▸ SELECTION
I am definitely in the camp that we should not leak past data through
uninitialized Arrow memory (for example by transmitting such buffers
using Arrow IPC).

Regards

Antoine.


Le 20/02/2021 à 21:17, Benjamin Kietzman a écrit :
> Original discussion at
> https://github.com/apache/arrow/pull/9471#issuecomment-779944257 (PR for
> https://issues.apache.org/jira/browse/ARROW-11595 )
> 
> Although the format does not specify what is contained in array slots
> masked by null bits (for example the first byte in the data buffer of an
> int8 array whose first slot is null), there are other considerations which
> might motivate establishing conventions for some arrays created by the C++
> implementation:
> - No spurious complaints from valgrind when running otherwise safe
> element-wise compute kernels on values under null bits. In the case of
> ARROW-11595, the values buffer of the result of casting from Type::NA to
> Type::INT8 is left uninitialized but masked by an entirely-null validity
> bitmap. When such an array is passed to a comparison kernel, a branch on
> the uninitialized values triggered valgrind even though the results of that
> branch were also masked by an empty validity bitmap.

▸ REQUESTS
- 1) Translate this sentence from the email into French: "I am definitely in the camp that we should not leak past data through uninitialized Arrow memory (for example by transmitting such buffers using Arrow IPC)."
- 2) Set down, word for word, the stretch of the email from "I am definitely" through "using Arrow IPC).".
The items that come after this email were taken from a separate source.

[Bounding box annotation entries]
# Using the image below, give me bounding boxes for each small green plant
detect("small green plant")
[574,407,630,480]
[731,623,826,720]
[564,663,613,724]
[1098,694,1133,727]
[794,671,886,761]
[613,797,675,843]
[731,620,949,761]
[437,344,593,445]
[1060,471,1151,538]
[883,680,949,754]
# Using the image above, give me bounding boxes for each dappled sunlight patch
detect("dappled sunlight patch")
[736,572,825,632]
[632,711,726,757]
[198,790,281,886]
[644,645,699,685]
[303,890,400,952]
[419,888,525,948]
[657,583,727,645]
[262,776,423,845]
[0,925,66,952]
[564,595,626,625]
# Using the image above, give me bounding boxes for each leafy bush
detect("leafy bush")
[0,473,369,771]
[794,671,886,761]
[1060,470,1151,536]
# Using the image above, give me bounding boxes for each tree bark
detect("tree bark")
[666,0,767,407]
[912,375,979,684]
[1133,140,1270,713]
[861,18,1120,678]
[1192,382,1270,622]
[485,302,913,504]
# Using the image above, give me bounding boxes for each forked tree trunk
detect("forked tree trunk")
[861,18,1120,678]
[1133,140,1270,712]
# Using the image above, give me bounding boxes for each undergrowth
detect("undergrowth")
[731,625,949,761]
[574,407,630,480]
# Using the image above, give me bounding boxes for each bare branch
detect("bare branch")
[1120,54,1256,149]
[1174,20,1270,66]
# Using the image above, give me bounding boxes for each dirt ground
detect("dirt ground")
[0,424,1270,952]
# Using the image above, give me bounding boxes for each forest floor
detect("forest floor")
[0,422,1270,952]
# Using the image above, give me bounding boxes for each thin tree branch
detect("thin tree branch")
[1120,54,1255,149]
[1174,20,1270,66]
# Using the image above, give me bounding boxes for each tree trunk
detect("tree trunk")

▸ ANSWERS GIVEN
- 1) Je suis résolument du côté de ceux qui pensent que nous ne devrions pas divulguer de données passées par le biais de mémoire Arrow non initialisée (par exemple en transmettant de tels tampons via Arrow IPC).

- 2)
I am definitely in the camp that we should not leak past data through
uninitialized Arrow memory (for example by transmitting such buffers
using Arrow IPC).